-- Opening Marker --

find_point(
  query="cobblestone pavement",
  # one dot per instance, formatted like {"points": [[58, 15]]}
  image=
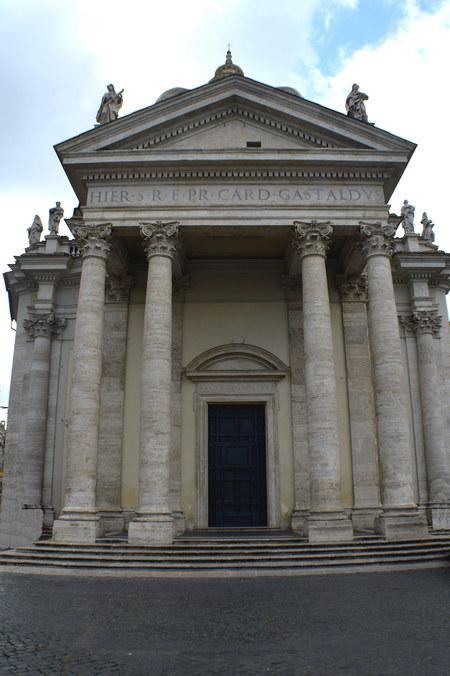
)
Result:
{"points": [[380, 624]]}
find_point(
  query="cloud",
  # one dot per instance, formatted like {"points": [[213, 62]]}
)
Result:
{"points": [[405, 77]]}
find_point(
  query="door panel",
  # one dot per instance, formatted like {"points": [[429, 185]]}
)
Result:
{"points": [[237, 465]]}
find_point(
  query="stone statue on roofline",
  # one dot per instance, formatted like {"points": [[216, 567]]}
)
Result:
{"points": [[34, 231], [110, 105], [407, 213], [354, 104], [427, 228], [54, 217]]}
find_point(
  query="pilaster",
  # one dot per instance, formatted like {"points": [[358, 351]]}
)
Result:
{"points": [[366, 478], [299, 518]]}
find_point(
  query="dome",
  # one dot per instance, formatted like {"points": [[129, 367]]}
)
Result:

-- Closing Marker --

**THE PROBLEM**. Filter the records for the string "query" and copy every line that holds it.

**ANSWER TO THIS TASK**.
  query="cobblestone pavement",
  query="cloud",
  query="door panel",
  query="stone statue on roofline",
  query="pilaster",
  query="dome",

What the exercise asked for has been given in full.